### Consigna
En el fragmento sobre la desaparición de Cecilia Giubileo, ¿qué posibles explicaciones de su destino se plantean en forma de pregunta? Anótalas todas.

Cuatro décadas han transcurrido desde aquella fatídica noche del 16 de junio, y el destino de Cecilia Giubileo permanece envuelto en un manto de incertidumbre, un expediente frío en los archivos de la memoria colectiva. ¿Fue víctima de una secta esotérica que la absorbió en sus misterios? ¿Escapó hacia horizontes lejanos, urdiendo una elaborada coartada para borrar su pasado? O, la hipótesis más escalofriante, ¿fue silenciada para siempre por hurgar en secretos oscuros que anidaban tras los muros del psiquiátrico donde trabajaba?

La historia de Giubileo se teje con hilos de desapariciones silenciadas, muertes ocultas en la penumbra y rumores de un macabro tráfico que helaba la sangre. La noche en que se esfumó, la noche del 16 de junio de 1985, marcó un antes y un después, un titular sombrío que acaparó la atención de un país que anhelaba dejar atrás el terror de las ausencias forzadas. Porque si algo buscaba la sociedad argentina en esos primeros años de democracia, era la certeza de la libertad, la posibilidad de alzar la voz sin temor y, sobre todo, la promesa de que los fantasmas de la desaparición quedarían confinados al pasado.

Este relato nos adentra en la crónica de una desaparición que aún eriza la piel, una cronología de hechos inquietantes, de hipótesis que se entrelazan como sombras en la noche, de una investigación que pareció navegar en un laberinto de ocultamientos y un motivo final, escalofriante, que pudo haber sellado el destino de la doctora Giubileo. Acompáñennos en este viaje a las entrañas de la Colonia Open Door, el escenario donde la democracia conoció su primera gran sombra.

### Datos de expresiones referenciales
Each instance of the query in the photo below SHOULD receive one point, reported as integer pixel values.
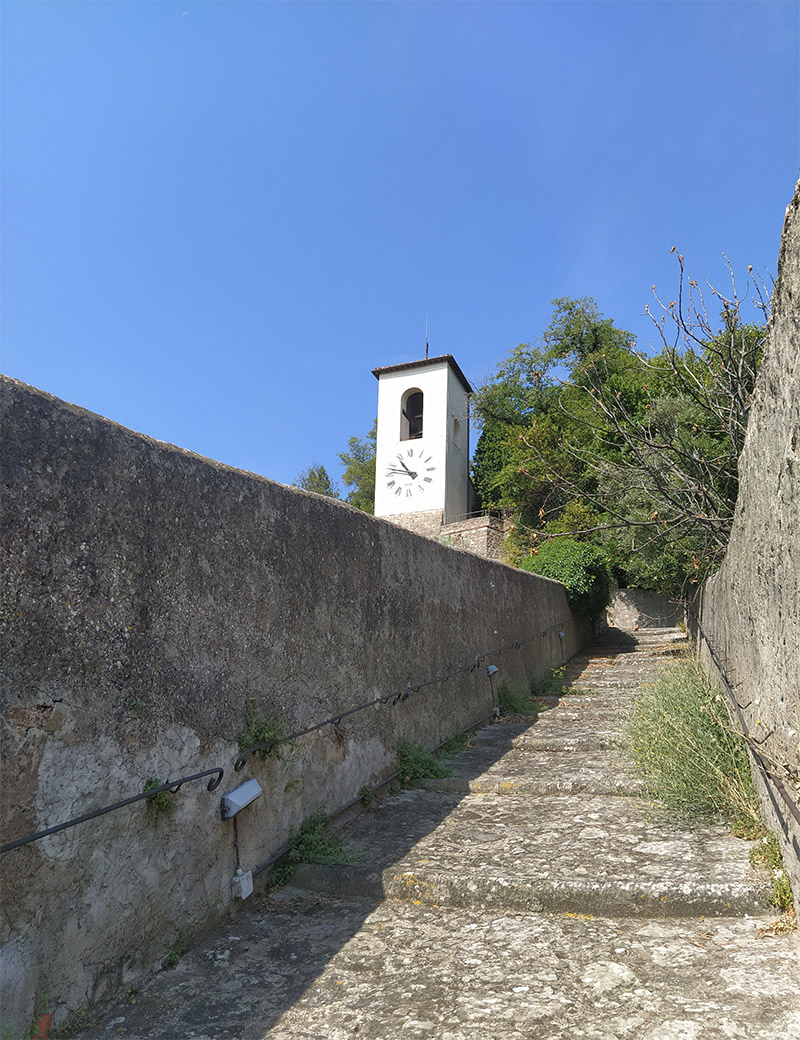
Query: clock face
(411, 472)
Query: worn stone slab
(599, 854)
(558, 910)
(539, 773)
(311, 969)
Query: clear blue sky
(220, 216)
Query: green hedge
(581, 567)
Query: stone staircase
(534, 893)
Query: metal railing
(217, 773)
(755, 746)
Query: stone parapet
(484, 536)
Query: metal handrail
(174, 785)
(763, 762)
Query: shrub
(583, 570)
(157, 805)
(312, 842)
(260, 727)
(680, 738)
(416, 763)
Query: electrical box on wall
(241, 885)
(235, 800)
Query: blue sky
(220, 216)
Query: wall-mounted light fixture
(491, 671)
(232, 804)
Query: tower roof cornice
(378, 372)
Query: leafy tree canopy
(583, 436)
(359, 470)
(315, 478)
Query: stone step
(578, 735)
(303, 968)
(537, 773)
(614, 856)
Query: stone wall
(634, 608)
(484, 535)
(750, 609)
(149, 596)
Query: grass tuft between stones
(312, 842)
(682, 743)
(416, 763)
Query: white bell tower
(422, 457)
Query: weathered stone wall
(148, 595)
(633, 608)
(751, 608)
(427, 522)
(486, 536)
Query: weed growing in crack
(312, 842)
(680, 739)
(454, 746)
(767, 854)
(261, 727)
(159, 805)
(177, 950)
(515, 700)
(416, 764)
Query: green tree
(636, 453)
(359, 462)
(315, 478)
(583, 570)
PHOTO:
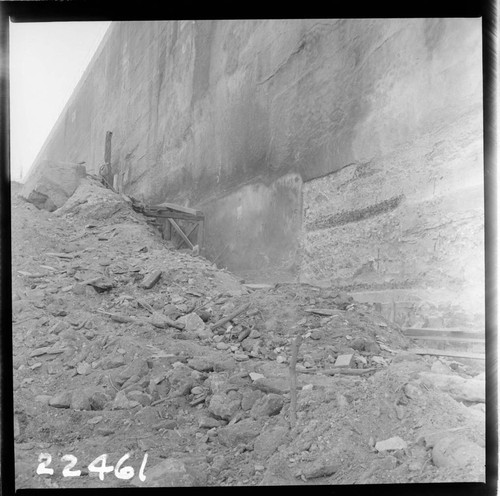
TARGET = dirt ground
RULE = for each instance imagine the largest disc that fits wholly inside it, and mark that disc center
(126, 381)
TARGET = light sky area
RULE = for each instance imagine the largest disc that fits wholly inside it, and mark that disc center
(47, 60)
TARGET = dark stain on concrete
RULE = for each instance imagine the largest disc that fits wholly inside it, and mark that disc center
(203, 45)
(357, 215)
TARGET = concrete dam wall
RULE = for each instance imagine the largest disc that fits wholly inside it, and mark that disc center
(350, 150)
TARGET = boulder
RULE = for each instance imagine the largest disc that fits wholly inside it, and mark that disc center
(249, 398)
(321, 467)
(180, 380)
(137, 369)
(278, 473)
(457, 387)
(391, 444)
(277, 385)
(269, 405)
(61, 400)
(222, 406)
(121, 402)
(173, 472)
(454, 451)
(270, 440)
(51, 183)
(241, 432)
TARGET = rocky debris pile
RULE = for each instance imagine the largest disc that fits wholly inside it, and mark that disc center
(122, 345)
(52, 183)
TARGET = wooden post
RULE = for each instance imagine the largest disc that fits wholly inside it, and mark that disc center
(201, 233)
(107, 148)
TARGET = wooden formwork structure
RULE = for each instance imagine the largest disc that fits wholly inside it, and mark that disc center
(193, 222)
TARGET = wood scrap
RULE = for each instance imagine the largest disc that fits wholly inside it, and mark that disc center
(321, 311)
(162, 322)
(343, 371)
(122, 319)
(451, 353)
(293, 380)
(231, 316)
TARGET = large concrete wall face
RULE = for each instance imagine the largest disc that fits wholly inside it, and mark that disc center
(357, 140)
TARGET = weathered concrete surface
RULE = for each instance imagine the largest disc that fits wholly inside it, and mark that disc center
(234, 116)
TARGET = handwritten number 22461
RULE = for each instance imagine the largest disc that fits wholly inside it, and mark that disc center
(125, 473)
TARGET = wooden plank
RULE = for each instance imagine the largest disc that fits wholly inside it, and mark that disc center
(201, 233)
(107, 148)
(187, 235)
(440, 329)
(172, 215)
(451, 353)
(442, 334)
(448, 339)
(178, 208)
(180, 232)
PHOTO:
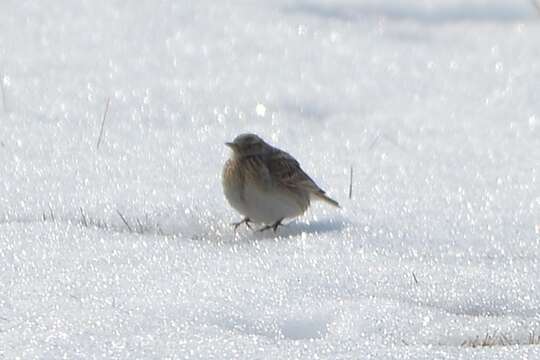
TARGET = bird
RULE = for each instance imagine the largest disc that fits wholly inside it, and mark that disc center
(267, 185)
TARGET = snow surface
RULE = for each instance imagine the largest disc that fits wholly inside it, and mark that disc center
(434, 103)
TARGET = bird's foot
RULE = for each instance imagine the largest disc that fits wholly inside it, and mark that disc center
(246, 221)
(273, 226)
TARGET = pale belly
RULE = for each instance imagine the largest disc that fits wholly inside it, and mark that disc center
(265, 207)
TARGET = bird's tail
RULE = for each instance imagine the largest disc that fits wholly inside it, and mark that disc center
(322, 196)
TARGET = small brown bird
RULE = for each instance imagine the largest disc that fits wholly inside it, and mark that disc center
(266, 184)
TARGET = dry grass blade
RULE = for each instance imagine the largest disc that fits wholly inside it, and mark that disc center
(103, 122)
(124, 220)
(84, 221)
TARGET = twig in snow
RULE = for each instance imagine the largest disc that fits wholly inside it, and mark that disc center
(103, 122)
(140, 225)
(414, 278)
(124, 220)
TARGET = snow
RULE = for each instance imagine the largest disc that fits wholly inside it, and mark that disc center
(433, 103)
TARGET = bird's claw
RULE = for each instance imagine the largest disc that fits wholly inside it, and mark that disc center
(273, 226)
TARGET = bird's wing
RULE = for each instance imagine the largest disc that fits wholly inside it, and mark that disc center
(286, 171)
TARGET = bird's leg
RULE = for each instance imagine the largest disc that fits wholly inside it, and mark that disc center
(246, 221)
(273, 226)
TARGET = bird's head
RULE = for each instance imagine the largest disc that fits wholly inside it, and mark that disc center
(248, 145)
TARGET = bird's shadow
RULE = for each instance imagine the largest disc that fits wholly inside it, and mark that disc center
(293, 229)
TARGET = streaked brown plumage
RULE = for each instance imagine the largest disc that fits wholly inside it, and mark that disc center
---
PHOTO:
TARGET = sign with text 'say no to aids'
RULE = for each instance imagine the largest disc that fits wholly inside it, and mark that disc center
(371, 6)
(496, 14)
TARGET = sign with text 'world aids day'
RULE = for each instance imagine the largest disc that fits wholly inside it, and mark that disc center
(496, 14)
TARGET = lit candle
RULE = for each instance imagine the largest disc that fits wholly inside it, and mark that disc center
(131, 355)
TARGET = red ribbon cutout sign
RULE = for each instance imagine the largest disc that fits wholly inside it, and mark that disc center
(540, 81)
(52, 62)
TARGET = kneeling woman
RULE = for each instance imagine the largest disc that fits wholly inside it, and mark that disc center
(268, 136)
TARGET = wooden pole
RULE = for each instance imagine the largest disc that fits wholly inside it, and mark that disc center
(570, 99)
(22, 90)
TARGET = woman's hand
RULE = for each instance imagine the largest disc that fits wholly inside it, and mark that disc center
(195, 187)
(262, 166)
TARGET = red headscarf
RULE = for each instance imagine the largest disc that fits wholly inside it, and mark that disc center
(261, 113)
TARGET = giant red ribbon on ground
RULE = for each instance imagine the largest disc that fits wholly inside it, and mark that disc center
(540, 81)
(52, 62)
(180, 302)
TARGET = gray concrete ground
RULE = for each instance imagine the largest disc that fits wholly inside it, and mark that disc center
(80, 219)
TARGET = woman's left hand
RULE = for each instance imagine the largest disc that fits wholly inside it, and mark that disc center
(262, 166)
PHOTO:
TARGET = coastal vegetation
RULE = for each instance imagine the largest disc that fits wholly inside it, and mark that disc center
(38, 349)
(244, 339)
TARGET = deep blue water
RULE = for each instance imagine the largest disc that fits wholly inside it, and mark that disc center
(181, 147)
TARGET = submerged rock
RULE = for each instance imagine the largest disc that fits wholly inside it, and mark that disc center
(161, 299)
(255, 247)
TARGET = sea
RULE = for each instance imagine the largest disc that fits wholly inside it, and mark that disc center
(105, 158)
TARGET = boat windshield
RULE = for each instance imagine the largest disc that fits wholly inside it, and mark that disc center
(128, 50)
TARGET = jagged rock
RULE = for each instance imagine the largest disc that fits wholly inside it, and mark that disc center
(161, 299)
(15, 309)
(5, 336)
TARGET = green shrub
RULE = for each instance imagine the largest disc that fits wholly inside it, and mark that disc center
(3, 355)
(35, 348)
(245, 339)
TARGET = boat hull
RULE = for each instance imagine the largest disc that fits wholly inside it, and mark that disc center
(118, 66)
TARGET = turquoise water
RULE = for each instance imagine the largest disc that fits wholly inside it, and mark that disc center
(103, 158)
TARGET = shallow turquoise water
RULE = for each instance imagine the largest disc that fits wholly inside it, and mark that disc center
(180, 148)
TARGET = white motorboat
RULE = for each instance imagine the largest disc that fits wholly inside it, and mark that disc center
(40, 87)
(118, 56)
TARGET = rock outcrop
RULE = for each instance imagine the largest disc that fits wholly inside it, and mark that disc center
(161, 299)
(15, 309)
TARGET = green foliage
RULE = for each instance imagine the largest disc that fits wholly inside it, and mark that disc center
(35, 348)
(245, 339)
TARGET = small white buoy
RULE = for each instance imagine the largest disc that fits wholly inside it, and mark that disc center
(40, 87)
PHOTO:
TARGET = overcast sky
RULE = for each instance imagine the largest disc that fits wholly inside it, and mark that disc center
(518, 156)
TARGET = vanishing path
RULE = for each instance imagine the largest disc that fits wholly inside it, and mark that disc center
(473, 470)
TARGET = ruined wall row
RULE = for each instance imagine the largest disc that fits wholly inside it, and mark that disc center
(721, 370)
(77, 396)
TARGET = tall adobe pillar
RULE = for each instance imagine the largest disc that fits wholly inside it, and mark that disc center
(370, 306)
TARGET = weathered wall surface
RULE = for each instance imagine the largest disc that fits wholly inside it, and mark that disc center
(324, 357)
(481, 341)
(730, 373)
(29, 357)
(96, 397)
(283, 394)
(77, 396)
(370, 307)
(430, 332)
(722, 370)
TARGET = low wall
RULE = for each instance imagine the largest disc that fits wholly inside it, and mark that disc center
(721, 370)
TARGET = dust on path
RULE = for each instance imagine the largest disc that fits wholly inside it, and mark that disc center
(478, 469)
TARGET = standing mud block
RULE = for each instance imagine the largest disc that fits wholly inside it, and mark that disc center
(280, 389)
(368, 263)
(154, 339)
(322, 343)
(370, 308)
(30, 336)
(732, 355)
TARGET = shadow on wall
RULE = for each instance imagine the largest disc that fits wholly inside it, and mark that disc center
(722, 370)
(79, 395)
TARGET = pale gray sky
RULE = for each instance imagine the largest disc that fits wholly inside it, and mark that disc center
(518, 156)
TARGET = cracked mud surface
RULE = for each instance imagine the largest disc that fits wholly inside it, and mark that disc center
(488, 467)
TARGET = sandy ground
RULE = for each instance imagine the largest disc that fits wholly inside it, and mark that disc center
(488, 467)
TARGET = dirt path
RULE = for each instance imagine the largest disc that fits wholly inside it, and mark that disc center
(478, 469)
* * *
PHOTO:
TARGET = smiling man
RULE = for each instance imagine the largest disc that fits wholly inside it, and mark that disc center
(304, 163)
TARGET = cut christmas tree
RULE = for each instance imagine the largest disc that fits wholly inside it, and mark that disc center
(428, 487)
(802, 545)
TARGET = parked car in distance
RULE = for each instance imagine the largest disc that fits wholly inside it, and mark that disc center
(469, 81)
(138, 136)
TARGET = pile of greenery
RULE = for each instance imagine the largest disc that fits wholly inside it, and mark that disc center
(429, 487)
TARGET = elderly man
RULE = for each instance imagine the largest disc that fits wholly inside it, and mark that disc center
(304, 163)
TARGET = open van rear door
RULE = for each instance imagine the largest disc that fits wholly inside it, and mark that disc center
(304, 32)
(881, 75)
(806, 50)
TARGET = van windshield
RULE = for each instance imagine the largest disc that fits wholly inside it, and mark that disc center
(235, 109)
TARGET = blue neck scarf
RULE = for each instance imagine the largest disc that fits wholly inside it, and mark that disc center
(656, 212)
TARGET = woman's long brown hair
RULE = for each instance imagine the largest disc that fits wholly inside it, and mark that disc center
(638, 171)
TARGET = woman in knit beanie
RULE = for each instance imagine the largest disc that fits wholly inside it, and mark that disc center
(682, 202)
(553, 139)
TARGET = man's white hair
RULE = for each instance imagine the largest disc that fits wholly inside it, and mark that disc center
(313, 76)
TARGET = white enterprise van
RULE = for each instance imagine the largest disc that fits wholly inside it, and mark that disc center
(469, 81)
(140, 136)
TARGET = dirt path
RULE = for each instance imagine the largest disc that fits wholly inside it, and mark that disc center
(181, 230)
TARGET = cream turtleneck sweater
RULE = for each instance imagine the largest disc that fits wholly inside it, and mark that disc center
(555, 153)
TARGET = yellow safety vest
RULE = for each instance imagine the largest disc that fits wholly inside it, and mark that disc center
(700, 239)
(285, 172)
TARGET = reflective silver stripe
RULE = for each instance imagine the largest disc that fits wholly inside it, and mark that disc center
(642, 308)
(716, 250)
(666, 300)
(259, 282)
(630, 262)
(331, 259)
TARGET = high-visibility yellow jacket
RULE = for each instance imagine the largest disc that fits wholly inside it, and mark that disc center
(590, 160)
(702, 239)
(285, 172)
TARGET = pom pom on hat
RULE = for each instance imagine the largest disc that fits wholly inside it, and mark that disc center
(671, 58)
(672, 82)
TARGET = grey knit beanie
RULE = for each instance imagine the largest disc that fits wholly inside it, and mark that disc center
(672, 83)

### Respuesta
- Que haya sido víctima de una secta esotérica que la absorbió en sus misterios.
- Que haya escapado hacia horizontes lejanos con una elaborada coartada para borrar su pasado.
- Que la hayan silenciado para siempre por hurgar en secretos oscuros escondidos tras los muros del psiquiátrico donde trabajaba.